TEXT SECTION –
[Start]

Table of Contents
- What is “intellectual property”?
- What Disney characters are classified as Disney intellectual property?
- What about fairytale characters, like the original Alice in Wonderland?
- Is this a way around the intellectual property laws?
- How is everyone getting away with this?
- How does Disney pick what shops to issue a cease-and-desist?
- What happens if I get a cease-and-desist?
- Is there a way to legally use Disney intellectual property?
- Can I make mouse ears, or use the Mickey silhouette?
- Can I use Disney fabric to make my products?
- So what can I sell?
- More questions?
Today we’re bringing you an article that is a little different from our usual style. When our shop first opened, we knew almost nothing about Disney intellectual property. All we knew was that there were thousands of other shops who used Mickey and Minnie on their products on Etsy. When we did some research, we found only some of the answers we were looking for.
There are bits and pieces of answers we were looking for, but we couldn’t find one place to read all about it. So, we are bringing you “what’s the deal with Disney intellectual property”. This article is written by us using a variety of sources including web pages, books, conversations with small shops, and advice from lawyers who reached out to us, or published information on the web.
That being said, this is an informational article and is NOT meant to advise you on any legal issues – just inform you. We are huge supporters of small shops, but we wanted to help you be as informed as possible before creating or continuing to sell any products!

[End]

WRITTEN PROBLEM 1 –
Answer these questions about the article on Disney intellectual property, using one line for each answer:
(a) On what platform did the shop see thousands of other shops using Mickey and Minnie on their products?
(b) What sources do the writers say they drew on for the article?
(c) Is the article meant to advise readers on legal issues?

PROVIDED RECORDS –

[Start]

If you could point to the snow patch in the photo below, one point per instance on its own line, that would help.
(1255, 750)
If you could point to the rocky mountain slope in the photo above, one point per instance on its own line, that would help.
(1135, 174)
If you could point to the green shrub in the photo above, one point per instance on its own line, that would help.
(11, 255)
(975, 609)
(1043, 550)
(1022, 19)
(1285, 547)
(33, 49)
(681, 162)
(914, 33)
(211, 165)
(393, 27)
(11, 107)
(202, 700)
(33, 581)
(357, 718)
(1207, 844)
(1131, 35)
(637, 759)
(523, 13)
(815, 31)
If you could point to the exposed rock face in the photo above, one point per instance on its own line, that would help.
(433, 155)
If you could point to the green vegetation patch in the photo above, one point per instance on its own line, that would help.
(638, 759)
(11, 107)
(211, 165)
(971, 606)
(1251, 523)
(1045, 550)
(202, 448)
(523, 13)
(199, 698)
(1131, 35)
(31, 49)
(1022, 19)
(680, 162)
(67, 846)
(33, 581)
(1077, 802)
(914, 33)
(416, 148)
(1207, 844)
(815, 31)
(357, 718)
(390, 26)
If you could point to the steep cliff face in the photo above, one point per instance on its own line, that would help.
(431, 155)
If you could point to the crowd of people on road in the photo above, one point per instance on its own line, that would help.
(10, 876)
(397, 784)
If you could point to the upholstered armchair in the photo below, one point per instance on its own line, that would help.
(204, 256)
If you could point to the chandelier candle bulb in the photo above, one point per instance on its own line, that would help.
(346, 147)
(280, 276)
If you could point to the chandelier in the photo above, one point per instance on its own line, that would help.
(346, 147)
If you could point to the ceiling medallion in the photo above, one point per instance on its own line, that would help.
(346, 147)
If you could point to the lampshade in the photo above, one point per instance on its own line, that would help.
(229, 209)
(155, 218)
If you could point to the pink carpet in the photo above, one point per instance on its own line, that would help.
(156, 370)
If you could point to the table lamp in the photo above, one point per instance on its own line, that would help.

[End]

WRITTEN PROBLEM 2 –
Convert the records into a JSON list of strings, one string per line and blank lines left out. Start at the line that contains "If you could point to the green vegetation" and end with the last line of the records.

FULL ANSWER 1 –
(a) Etsy.
(b) Web pages, books, conversations with small shops, and advice from lawyers who reached out to them or who published information on the web.
(c) No. It is an informational article and is meant only to inform.

FULL ANSWER 2 –
[
  "If you could point to the green vegetation patch in the photo above, one point per instance on its own line, that would help.",
  "(638, 759)",
  "(11, 107)",
  "(211, 165)",
  "(971, 606)",
  "(1251, 523)",
  "(1045, 550)",
  "(202, 448)",
  "(523, 13)",
  "(199, 698)",
  "(1131, 35)",
  "(31, 49)",
  "(1022, 19)",
  "(680, 162)",
  "(67, 846)",
  "(33, 581)",
  "(1077, 802)",
  "(914, 33)",
  "(416, 148)",
  "(1207, 844)",
  "(815, 31)",
  "(357, 718)",
  "(390, 26)",
  "If you could point to the steep cliff face in the photo above, one point per instance on its own line, that would help.",
  "(431, 155)",
  "If you could point to the crowd of people on road in the photo above, one point per instance on its own line, that would help.",
  "(10, 876)",
  "(397, 784)",
  "If you could point to the upholstered armchair in the photo below, one point per instance on its own line, that would help.",
  "(204, 256)",
  "If you could point to the chandelier candle bulb in the photo above, one point per instance on its own line, that would help.",
  "(346, 147)",
  "(280, 276)",
  "If you could point to the chandelier in the photo above, one point per instance on its own line, that would help.",
  "(346, 147)",
  "If you could point to the ceiling medallion in the photo above, one point per instance on its own line, that would help.",
  "(346, 147)",
  "If you could point to the lampshade in the photo above, one point per instance on its own line, that would help.",
  "(229, 209)",
  "(155, 218)",
  "If you could point to the pink carpet in the photo above, one point per instance on its own line, that would help.",
  "(156, 370)",
  "If you could point to the table lamp in the photo above, one point per instance on its own line, that would help."
]